Dataset records:
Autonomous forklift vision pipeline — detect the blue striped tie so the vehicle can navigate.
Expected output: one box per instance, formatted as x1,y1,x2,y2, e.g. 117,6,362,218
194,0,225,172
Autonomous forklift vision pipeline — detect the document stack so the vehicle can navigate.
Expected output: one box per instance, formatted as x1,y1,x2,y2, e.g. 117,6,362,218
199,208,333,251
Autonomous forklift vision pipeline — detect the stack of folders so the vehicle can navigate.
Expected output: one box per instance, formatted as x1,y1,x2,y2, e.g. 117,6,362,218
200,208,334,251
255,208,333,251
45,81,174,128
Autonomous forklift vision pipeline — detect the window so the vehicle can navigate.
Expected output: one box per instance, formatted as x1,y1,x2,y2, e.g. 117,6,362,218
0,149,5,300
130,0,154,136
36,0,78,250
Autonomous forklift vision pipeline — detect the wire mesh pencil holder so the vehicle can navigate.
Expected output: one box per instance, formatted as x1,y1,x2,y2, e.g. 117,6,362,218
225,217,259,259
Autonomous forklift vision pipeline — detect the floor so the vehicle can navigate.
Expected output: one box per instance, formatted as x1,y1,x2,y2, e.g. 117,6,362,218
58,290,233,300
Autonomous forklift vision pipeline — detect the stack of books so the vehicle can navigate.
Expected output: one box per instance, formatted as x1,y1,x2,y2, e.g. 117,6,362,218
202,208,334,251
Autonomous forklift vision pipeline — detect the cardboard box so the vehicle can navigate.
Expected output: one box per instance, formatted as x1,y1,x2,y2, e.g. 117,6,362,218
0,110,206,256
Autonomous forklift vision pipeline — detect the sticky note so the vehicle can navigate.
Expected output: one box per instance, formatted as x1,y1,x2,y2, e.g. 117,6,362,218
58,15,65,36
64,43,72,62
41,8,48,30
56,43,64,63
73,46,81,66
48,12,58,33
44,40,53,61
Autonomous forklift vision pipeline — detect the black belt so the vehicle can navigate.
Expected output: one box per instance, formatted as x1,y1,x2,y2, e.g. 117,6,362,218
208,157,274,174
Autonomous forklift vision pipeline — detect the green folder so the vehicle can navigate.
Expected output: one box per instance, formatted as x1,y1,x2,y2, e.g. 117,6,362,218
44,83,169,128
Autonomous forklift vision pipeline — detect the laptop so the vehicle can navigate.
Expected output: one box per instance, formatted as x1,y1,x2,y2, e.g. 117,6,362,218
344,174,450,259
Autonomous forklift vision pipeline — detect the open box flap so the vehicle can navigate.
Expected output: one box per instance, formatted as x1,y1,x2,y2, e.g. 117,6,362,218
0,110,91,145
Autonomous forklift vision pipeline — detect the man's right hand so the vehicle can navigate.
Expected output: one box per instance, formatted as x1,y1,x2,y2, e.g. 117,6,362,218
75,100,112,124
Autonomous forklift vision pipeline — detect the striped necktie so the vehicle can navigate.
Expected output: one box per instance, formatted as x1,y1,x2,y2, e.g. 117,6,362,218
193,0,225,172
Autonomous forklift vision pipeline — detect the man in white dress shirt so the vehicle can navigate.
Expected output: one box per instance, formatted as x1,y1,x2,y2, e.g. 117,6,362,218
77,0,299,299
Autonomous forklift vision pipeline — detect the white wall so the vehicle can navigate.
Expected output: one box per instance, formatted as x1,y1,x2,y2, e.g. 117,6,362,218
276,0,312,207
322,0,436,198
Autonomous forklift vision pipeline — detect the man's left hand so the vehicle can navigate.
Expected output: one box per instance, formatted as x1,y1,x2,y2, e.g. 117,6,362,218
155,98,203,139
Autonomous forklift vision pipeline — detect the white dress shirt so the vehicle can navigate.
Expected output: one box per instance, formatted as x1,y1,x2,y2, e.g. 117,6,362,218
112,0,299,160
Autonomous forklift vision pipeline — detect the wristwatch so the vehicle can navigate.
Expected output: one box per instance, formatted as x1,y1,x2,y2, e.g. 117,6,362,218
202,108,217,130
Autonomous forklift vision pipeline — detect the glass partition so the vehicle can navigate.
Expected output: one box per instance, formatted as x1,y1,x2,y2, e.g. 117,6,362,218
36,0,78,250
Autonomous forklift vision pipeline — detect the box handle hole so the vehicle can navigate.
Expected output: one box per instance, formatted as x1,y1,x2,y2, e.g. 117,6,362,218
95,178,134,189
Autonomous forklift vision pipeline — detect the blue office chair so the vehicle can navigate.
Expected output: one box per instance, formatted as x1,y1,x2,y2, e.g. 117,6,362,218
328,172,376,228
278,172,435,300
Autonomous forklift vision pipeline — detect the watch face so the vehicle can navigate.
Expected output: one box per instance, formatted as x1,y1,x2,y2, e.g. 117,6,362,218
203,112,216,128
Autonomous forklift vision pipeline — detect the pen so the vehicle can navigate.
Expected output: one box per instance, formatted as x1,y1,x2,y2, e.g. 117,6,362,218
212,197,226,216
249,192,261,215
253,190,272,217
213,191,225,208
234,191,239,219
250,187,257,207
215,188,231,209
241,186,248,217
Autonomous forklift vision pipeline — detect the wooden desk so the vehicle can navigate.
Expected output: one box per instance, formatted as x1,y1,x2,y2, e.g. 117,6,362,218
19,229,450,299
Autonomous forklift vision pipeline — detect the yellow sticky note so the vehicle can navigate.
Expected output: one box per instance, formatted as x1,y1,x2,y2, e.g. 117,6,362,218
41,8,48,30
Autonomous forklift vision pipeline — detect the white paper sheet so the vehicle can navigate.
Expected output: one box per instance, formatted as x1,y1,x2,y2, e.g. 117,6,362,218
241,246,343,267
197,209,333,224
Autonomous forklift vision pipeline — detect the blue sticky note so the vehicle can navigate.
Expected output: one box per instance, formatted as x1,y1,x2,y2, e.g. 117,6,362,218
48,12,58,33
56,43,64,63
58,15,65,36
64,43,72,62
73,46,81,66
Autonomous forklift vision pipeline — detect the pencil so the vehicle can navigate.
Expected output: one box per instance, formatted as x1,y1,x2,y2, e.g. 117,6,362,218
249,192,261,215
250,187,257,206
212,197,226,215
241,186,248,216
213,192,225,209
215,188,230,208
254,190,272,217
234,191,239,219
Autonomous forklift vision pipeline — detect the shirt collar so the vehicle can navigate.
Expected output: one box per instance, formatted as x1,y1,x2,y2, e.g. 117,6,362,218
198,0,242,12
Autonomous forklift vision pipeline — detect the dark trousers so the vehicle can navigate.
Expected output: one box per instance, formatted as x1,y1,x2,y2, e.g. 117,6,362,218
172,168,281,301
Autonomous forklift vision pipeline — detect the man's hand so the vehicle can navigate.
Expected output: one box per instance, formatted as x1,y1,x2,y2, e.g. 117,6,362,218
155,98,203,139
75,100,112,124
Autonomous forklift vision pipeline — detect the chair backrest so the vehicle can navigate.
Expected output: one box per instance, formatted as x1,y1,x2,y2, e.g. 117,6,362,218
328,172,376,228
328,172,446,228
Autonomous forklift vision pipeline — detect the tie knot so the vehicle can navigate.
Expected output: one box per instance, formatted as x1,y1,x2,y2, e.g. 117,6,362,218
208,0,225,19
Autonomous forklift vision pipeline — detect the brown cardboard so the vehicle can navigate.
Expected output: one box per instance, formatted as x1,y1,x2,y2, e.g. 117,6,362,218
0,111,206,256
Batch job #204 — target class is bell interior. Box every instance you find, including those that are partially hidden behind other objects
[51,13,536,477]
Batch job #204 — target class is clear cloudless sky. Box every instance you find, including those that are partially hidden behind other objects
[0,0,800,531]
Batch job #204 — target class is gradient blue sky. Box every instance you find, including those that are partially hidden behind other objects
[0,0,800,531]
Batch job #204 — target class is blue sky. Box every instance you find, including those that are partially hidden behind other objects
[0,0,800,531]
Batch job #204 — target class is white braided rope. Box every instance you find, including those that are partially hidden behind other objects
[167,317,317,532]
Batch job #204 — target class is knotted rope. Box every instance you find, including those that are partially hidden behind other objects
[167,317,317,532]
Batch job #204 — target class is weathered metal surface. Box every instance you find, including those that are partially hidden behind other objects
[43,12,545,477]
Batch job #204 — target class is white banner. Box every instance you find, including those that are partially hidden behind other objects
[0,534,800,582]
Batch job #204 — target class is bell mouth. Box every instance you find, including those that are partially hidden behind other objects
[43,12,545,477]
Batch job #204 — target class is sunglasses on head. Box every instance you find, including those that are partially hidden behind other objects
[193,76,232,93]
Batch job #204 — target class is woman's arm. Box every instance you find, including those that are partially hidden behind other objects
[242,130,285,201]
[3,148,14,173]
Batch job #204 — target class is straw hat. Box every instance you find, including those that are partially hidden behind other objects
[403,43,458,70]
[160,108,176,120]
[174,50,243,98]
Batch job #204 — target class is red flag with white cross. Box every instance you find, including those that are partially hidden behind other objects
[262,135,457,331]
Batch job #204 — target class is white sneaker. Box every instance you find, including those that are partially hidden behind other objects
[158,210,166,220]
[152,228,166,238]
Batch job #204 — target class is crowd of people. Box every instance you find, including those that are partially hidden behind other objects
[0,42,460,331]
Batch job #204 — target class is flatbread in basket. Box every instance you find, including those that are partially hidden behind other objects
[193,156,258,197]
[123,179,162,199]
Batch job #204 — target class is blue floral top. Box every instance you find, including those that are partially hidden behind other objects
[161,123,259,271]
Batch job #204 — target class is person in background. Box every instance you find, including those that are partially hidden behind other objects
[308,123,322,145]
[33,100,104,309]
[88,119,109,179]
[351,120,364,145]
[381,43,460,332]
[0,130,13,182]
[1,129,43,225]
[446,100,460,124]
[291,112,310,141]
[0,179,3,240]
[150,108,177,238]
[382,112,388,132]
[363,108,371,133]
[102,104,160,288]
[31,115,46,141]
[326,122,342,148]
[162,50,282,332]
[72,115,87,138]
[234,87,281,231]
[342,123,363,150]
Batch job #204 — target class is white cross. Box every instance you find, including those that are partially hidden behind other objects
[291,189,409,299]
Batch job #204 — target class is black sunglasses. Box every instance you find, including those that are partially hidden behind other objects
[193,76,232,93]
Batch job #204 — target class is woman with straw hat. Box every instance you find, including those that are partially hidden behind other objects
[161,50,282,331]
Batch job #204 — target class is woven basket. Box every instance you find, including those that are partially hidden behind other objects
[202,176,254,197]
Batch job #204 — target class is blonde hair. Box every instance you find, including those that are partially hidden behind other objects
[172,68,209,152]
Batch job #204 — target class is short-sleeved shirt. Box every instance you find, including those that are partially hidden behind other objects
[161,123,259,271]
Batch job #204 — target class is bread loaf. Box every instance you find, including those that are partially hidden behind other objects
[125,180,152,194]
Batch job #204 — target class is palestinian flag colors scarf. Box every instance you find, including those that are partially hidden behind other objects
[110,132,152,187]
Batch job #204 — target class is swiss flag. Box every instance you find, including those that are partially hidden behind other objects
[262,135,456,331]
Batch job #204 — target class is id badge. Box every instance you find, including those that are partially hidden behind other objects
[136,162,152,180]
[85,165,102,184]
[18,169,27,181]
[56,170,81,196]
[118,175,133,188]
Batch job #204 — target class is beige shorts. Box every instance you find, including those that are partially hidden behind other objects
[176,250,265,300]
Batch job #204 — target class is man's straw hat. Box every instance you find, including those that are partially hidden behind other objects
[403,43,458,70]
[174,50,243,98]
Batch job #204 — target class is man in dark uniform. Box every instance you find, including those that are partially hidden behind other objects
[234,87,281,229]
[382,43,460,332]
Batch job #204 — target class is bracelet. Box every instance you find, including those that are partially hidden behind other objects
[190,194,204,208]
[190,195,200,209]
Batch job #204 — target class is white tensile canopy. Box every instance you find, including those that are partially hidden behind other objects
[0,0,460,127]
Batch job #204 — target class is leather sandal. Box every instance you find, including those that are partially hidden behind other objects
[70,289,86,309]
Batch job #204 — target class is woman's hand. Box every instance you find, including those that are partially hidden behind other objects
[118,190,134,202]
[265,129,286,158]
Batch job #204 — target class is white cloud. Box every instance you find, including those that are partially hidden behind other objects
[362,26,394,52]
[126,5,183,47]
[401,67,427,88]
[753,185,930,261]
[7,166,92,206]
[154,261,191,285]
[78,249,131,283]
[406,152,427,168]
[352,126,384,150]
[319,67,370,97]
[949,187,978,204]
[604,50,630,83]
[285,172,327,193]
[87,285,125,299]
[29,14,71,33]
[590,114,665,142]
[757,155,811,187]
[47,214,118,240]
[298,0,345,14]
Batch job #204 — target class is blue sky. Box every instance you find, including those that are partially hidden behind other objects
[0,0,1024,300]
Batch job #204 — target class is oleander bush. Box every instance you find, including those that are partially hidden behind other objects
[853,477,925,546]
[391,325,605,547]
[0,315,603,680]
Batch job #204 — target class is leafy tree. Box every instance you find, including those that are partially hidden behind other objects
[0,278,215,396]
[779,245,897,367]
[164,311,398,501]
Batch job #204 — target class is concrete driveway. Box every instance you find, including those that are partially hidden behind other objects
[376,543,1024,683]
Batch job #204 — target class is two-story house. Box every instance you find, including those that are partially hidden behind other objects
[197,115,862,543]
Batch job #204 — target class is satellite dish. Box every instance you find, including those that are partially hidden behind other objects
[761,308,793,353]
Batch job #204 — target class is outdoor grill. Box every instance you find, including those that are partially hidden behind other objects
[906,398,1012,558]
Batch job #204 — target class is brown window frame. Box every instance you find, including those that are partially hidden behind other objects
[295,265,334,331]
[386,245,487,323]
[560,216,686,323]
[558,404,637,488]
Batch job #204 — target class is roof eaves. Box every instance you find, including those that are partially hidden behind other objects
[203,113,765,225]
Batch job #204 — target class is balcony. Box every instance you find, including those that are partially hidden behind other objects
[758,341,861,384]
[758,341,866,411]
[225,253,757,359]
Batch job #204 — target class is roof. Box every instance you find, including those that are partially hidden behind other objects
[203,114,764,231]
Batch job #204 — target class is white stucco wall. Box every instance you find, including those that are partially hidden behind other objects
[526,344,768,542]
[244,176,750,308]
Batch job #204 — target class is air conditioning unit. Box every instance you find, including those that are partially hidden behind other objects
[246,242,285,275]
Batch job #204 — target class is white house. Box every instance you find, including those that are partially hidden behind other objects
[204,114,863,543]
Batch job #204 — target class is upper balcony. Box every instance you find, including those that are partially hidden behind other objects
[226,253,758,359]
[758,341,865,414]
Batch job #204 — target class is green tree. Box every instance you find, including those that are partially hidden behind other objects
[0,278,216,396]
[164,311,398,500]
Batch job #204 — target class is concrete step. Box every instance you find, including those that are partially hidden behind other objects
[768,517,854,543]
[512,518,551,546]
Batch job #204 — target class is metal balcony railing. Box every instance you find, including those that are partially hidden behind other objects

> [Task] How many lines of the listing above contain the word "wall"? Give only the number.

> [Result] 2